### EXERCISE BRIEF
Copy every line below that has the word "sleeve" in it.

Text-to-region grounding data
================================

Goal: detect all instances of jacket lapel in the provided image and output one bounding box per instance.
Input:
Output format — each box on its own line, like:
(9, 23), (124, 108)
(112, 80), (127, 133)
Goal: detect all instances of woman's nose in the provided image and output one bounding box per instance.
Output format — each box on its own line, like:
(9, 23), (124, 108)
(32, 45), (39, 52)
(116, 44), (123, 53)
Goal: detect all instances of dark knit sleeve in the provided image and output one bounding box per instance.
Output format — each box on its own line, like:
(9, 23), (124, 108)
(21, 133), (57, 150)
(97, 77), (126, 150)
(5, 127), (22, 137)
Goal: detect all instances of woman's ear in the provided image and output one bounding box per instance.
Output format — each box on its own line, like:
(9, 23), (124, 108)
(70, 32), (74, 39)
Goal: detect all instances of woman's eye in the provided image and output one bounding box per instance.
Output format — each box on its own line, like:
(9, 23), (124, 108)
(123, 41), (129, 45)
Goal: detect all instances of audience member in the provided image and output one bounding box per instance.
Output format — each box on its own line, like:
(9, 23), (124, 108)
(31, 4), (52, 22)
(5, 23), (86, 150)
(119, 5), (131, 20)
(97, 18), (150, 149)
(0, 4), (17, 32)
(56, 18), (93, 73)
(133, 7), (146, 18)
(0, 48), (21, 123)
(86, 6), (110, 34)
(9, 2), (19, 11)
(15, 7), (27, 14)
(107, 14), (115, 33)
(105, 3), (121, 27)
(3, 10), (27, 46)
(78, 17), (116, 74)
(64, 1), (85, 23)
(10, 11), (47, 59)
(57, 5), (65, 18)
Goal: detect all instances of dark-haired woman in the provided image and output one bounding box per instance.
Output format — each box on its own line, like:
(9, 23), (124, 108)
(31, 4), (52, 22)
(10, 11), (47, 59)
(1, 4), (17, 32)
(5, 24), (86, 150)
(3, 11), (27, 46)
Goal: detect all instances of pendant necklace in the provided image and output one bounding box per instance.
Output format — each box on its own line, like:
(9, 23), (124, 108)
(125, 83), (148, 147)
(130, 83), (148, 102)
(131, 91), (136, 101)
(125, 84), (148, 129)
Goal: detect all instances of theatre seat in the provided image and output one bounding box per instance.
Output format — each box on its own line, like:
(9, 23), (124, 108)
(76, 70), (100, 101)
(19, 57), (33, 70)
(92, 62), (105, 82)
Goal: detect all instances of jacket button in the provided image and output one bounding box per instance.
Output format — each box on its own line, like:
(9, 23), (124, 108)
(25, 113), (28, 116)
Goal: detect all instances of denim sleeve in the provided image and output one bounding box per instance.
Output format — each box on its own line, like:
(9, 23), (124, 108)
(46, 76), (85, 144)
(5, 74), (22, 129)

================================

### PROBLEM SOLUTION
Goal: detect all instances of dark knit sleeve in the provided image and output one bounding box per instance.
Goal: detect all instances of denim sleeve in the provided image and output one bounding box per instance.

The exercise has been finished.